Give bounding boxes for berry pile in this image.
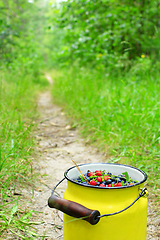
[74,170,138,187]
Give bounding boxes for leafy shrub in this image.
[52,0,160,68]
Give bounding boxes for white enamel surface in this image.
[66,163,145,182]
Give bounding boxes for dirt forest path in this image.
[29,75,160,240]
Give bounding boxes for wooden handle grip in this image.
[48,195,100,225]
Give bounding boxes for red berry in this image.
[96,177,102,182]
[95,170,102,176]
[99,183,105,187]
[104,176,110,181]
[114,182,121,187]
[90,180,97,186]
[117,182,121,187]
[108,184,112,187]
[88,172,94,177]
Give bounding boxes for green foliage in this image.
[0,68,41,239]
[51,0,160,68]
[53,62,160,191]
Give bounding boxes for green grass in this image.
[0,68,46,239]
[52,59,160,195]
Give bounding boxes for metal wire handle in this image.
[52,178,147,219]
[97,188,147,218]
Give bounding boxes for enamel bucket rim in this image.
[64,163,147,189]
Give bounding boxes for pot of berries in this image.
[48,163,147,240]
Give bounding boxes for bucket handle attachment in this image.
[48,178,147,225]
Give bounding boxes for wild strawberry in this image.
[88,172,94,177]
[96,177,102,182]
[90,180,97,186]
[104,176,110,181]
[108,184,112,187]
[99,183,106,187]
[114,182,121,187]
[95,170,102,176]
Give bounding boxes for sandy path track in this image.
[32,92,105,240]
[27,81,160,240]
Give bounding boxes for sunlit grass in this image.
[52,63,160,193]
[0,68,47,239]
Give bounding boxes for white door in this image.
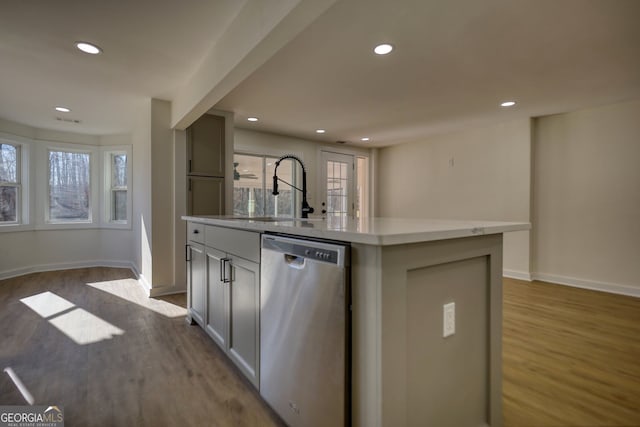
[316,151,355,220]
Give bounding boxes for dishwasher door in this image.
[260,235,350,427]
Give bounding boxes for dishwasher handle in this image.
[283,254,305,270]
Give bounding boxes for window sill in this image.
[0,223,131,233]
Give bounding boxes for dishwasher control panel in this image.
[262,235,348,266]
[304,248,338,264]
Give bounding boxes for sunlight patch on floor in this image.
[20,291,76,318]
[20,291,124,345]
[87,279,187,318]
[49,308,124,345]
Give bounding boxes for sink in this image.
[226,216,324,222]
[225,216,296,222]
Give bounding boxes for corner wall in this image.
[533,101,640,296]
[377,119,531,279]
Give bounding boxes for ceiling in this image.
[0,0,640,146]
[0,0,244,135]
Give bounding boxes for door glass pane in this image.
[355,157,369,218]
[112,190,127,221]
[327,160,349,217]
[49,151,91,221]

# # #

Count the lines in the entries above that contain the string "enamel", matching case exactly, and give only that number.

Full answer -
2